## Start Entries shown

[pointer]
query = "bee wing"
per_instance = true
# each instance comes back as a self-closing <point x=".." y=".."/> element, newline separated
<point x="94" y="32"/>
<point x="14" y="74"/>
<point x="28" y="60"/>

## End Entries shown

Reproduce the listing above verbatim, line for line, with nothing altered.

[pointer]
query = "bee wing"
per_instance = true
# each instance comes back as a self-closing <point x=".." y=".."/> element, newline separated
<point x="94" y="32"/>
<point x="14" y="74"/>
<point x="28" y="60"/>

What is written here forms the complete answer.